[Task to carry out] Copy out every line of the material below word for word, without the pictures.
###
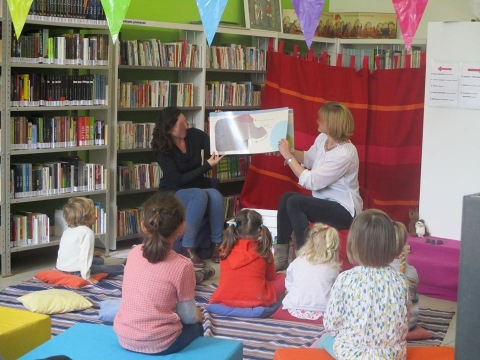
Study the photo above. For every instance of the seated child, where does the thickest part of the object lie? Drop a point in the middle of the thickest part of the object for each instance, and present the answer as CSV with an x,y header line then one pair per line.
x,y
400,264
366,316
158,314
312,274
247,269
76,251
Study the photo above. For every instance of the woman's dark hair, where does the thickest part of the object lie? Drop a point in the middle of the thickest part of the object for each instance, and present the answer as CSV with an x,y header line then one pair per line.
x,y
162,142
248,225
162,215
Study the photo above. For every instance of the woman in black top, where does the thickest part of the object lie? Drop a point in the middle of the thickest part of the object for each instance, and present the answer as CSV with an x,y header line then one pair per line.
x,y
179,154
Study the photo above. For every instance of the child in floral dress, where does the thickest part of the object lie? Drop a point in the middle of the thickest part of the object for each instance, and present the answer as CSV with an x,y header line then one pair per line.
x,y
366,315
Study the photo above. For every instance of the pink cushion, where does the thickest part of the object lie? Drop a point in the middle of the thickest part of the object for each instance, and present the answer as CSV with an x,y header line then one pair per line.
x,y
419,333
282,314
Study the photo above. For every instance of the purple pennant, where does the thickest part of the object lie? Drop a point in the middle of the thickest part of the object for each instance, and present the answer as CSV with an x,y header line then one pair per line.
x,y
308,12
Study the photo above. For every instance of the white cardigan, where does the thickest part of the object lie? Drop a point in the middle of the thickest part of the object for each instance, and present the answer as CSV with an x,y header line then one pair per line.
x,y
76,250
308,285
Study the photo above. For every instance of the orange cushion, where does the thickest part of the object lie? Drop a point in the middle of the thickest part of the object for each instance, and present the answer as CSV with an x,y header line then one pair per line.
x,y
413,353
57,277
301,353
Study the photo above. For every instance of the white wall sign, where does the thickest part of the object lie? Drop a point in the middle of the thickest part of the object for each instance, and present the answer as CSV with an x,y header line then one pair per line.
x,y
469,89
444,81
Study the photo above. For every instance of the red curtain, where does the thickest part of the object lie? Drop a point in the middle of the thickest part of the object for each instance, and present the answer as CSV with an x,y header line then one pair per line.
x,y
394,140
381,128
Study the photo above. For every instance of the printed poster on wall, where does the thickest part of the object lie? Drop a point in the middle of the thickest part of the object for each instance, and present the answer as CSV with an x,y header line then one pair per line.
x,y
444,81
469,89
248,132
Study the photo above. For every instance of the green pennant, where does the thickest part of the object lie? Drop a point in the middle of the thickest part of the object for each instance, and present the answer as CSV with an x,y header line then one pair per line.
x,y
115,11
19,11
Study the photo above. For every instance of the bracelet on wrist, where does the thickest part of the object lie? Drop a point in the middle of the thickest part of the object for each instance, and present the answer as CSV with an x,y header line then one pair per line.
x,y
288,161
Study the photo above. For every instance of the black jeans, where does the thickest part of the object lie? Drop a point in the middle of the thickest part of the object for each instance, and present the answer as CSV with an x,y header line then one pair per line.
x,y
296,211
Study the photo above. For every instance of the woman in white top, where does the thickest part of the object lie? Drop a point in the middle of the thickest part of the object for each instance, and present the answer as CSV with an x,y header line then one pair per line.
x,y
330,170
311,275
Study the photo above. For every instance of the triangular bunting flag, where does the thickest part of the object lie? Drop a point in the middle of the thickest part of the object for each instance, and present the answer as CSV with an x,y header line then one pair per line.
x,y
115,12
211,12
409,14
19,11
308,13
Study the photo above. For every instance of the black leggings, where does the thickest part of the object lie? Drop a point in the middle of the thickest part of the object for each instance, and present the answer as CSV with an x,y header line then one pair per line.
x,y
296,211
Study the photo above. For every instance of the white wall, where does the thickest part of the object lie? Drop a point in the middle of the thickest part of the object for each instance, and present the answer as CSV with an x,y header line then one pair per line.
x,y
436,10
451,136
###
[Answer below]
Study the photo above. For every instance of the seated child, where does the thickest part of the object lie? Drop a point in the middle of the thickest part of the object for each instance, and present the answer as CSV with an x,y header line then one pair per line.
x,y
400,264
366,316
158,314
312,274
247,269
76,251
Study the photo above. For every instance of the woman's dark hair, where does the thickest part of the object lie? Drop a point in the middle of the thickest part of the object for each instance, and present the answer as CSV with an x,y header line then one pair per line.
x,y
162,142
248,225
162,215
Study the photo above. For every instance of the woman in black top, where does the thickest part of the object lie? Drop a point in the middle of the thickest part of the object for each instance, and present the answer as CSV with an x,y header line then one pair per line.
x,y
179,154
Study the photo above. For every instance of the child in floral dress, where does the thickest part of the object lie? Drop a point in the middle of the thickest part of the object for each instance, and present the answer as CSV with an x,y header line then one pair per line.
x,y
366,315
Study the photo above. For every instance of the pink cushion, where does the thickest part of the object lie? Drop a point in the middle of the thickest part of the object for each instance, and present the answer as CSV with an x,y header line then one pair per line.
x,y
419,333
282,314
Study the photo above. For every instance of the purple pennant, where does the thickest part of the object lie? Drop a point in the middle of the thickest part of the object for each instance, and present the answer as CSV with an x,y header line then one pair per line.
x,y
308,12
Study the photo above. For every instance of the white cardigan, where does the thickest part of the object lie? Drop a point in the middle of the thickest part of the object for each instance, and present the answer as CSV with an x,y header line then one pair per line.
x,y
76,250
308,285
Study the photo above. For every instance of the orange cushion, where does the thickest part of the object lie? Drop a point in the middle of the thickest part of the object for each instance, and present the answer as CSV with an x,y header line then one pair per line.
x,y
413,353
57,277
301,353
Study the photo above. For every instance of the white wall sign, where does the thickest part of the object lie? Drop a point in the middle of the thickest part of the object for each instance, and present the answer as CSV with an x,y header line then one pair per line.
x,y
469,89
444,81
Study the photo above. For every instance of the red curtain, where does the thickest part of the object lie? Drop a point in the middle of the thickest part of the object for each instance, and present the answer as CSV with an x,y header line then one pair per line.
x,y
394,140
381,128
Study the photo above. For every instance of the printed poster on wall, where does the thickest part of the object lie? Drop a point in the middle of the thickest part of the object for each instance, and present the answer as CSV with an x,y header line then one pair per line.
x,y
444,81
469,89
248,132
Study the photo above. For every instance of the green pennant, where does the thickest part of the object lie? Drop a point in the middle of the thickest part of the object for each instance, and present the answer as CSV with an x,y header line then one pair per line.
x,y
115,11
19,11
Study the photo above. For every instance of the bracelet on wrist, where does the thickest part of the object lie? Drop a point in the middle of the thickest part of the object for each instance, and present the answer as CSV with an x,y header line then one pair per line.
x,y
288,161
Study the photo above. For every instance of the black jeans, where does the thickest part of the object lie? Drop a point in the middle of the thickest part of the object for each instance, and present the answer as CSV with an x,y header line then one pair per line.
x,y
296,211
Study the photo above. For every instance of the woman in white top, where does the thickest part of the object lie? Drop a point in the middle of the thickest part of the object for each instance, and present the answer as CSV with an x,y header line then one pair per line.
x,y
330,170
311,275
Study the photo above. For every instance of the triangular bunting flag, where does the thickest part of the object lie? Drop a point in the middle of the thickest part of the object for each instance, and present the answer as CSV with an x,y header line then one pair per line.
x,y
115,12
211,12
409,14
19,11
308,13
Study the photo above. For every instance of the black leggings, where does the thickest part of the object lie? Drop a point in the middle of the thickest part of the object for each instance, and present the answer as CSV with an x,y header line then one pair per line.
x,y
296,211
Study the photo above. For every instance of the white wall, where does the thickest part of the object lie? Drop a point in the middle of the thickest part of the object for each instance, and present the answer as CSV with an x,y header line then one pair per line.
x,y
436,10
451,136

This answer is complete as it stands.